What needs to be done —
Filter out all lines without the word "formation" from the data below, please, and copy the rest.

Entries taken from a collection
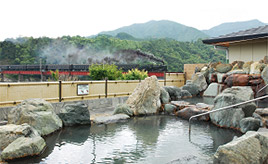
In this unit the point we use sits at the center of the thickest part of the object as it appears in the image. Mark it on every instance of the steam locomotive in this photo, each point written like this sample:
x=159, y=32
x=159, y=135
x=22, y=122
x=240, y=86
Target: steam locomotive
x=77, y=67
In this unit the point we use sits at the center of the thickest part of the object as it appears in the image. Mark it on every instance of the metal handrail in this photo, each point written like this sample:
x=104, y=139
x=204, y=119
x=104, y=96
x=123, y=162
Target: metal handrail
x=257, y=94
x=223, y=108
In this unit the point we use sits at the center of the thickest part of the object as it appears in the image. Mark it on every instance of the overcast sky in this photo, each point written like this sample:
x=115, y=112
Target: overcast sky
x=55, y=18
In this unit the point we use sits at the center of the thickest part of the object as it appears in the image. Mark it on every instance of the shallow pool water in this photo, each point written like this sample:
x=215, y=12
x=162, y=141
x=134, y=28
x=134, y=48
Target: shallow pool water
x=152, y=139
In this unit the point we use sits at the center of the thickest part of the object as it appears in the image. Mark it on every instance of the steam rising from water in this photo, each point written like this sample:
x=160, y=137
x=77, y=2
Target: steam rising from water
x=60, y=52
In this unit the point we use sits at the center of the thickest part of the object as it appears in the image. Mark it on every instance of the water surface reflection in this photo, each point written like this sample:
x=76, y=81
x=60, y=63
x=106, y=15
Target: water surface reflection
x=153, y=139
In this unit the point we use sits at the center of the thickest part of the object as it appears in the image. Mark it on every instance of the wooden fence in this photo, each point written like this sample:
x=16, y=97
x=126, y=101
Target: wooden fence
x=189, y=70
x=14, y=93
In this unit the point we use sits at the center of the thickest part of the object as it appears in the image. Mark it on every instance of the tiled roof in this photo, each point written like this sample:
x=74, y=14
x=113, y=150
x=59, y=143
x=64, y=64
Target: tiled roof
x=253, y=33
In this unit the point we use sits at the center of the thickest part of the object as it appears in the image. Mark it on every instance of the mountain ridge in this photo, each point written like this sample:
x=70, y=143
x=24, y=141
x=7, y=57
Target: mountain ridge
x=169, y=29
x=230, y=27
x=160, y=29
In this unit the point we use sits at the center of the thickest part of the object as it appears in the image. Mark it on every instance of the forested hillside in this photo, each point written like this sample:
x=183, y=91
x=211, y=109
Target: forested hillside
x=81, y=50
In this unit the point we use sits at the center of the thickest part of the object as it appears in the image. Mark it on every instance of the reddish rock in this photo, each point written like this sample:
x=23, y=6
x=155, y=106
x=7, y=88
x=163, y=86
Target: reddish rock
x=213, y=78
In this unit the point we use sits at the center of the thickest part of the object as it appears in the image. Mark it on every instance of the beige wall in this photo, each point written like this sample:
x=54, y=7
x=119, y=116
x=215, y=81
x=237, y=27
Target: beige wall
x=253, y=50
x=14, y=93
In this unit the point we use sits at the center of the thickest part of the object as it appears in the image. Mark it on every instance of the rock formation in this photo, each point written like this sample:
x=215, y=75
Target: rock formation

Response to this exercise —
In this unit the point we use sits at the center of the thickest part of the object as it appears in the image. Mark it on every instance of the rock formation in this photo, each point written like this sample:
Target: rock formation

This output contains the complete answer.